(Records provided Opens)
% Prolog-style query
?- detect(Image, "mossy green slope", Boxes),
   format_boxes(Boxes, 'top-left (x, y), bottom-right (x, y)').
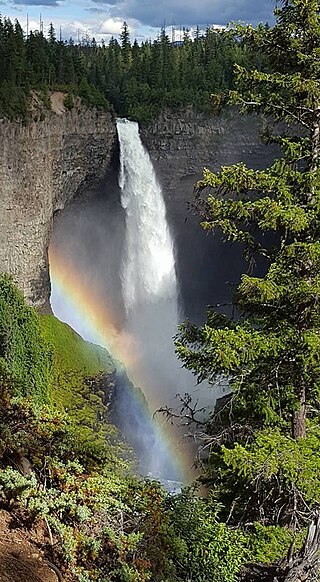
top-left (0, 274), bottom-right (51, 403)
top-left (41, 314), bottom-right (115, 421)
top-left (40, 314), bottom-right (129, 467)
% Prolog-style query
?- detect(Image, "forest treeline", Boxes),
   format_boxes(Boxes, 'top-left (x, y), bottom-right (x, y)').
top-left (0, 17), bottom-right (261, 121)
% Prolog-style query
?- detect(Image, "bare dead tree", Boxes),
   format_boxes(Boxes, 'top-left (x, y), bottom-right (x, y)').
top-left (155, 393), bottom-right (207, 428)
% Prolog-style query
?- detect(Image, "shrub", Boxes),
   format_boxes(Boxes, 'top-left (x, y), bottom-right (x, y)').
top-left (0, 275), bottom-right (51, 403)
top-left (64, 92), bottom-right (75, 110)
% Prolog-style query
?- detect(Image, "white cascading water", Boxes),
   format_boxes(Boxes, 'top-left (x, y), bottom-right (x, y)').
top-left (118, 120), bottom-right (177, 314)
top-left (117, 119), bottom-right (191, 410)
top-left (50, 119), bottom-right (196, 482)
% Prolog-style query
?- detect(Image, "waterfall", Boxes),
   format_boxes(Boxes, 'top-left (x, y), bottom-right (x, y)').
top-left (49, 118), bottom-right (195, 483)
top-left (118, 119), bottom-right (177, 313)
top-left (117, 119), bottom-right (189, 409)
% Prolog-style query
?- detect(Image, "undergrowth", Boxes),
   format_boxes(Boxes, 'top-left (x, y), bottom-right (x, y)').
top-left (0, 275), bottom-right (299, 581)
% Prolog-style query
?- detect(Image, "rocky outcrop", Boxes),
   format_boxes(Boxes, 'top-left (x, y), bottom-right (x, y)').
top-left (0, 102), bottom-right (116, 310)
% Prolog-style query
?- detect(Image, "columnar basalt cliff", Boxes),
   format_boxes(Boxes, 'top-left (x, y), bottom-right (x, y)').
top-left (0, 99), bottom-right (117, 310)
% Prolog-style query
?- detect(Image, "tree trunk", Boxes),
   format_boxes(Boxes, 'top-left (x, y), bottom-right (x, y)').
top-left (292, 386), bottom-right (306, 440)
top-left (282, 511), bottom-right (320, 582)
top-left (310, 111), bottom-right (320, 174)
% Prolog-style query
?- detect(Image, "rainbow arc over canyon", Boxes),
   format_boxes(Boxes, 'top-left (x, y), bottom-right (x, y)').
top-left (49, 247), bottom-right (194, 483)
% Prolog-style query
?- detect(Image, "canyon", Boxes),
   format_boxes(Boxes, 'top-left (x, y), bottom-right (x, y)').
top-left (0, 100), bottom-right (277, 312)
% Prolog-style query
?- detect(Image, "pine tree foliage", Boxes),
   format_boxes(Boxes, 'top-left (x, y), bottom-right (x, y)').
top-left (176, 0), bottom-right (320, 529)
top-left (0, 16), bottom-right (261, 121)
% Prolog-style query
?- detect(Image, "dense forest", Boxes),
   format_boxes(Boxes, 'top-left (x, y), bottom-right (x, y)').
top-left (0, 17), bottom-right (260, 121)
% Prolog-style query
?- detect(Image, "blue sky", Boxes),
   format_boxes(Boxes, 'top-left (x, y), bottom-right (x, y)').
top-left (2, 0), bottom-right (275, 42)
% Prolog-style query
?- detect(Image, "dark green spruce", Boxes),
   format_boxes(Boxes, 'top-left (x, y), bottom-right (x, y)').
top-left (175, 0), bottom-right (320, 577)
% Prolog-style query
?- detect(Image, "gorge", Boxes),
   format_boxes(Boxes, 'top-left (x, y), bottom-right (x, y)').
top-left (50, 118), bottom-right (191, 481)
top-left (0, 100), bottom-right (278, 480)
top-left (0, 100), bottom-right (276, 315)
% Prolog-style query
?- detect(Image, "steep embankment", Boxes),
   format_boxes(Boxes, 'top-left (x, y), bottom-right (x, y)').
top-left (41, 315), bottom-right (117, 444)
top-left (0, 95), bottom-right (117, 311)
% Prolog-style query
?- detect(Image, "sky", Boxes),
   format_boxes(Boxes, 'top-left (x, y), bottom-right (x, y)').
top-left (2, 0), bottom-right (276, 43)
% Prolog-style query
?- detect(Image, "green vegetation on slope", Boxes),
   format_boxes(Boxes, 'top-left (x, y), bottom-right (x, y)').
top-left (0, 275), bottom-right (254, 581)
top-left (41, 315), bottom-right (114, 422)
top-left (0, 274), bottom-right (51, 403)
top-left (40, 314), bottom-right (129, 470)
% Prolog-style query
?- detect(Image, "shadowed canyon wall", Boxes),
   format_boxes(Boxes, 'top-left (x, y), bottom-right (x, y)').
top-left (141, 108), bottom-right (279, 322)
top-left (0, 101), bottom-right (116, 310)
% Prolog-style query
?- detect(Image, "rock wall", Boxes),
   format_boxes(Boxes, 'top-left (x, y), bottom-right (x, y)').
top-left (0, 104), bottom-right (279, 317)
top-left (141, 108), bottom-right (279, 323)
top-left (0, 105), bottom-right (117, 310)
top-left (141, 107), bottom-right (276, 197)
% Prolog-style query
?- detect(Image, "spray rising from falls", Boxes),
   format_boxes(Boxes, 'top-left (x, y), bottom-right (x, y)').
top-left (49, 119), bottom-right (194, 483)
top-left (117, 119), bottom-right (190, 410)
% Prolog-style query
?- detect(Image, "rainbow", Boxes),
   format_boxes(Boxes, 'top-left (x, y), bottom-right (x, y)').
top-left (49, 247), bottom-right (194, 484)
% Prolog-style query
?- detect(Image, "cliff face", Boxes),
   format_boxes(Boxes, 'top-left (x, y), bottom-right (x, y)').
top-left (141, 107), bottom-right (277, 195)
top-left (0, 105), bottom-right (278, 316)
top-left (141, 108), bottom-right (279, 323)
top-left (0, 102), bottom-right (116, 310)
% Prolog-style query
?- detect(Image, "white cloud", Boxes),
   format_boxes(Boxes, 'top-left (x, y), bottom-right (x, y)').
top-left (3, 0), bottom-right (274, 44)
top-left (100, 16), bottom-right (123, 34)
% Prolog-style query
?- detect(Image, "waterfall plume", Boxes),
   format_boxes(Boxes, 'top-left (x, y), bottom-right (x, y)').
top-left (117, 119), bottom-right (191, 410)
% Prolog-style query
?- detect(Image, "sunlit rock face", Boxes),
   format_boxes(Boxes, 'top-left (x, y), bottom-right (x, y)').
top-left (0, 100), bottom-right (116, 310)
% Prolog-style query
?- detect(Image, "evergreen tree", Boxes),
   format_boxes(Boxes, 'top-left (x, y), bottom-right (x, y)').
top-left (176, 0), bottom-right (320, 538)
top-left (0, 16), bottom-right (263, 120)
top-left (120, 21), bottom-right (131, 69)
top-left (48, 22), bottom-right (56, 44)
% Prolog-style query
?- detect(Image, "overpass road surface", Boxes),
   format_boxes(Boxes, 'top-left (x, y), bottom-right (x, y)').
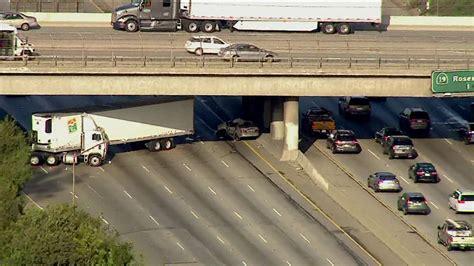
(Records provided Closes)
Looking at the data above, how many lines hold the string "waterfall"? Reply with only the number.

Answer to the exercise
2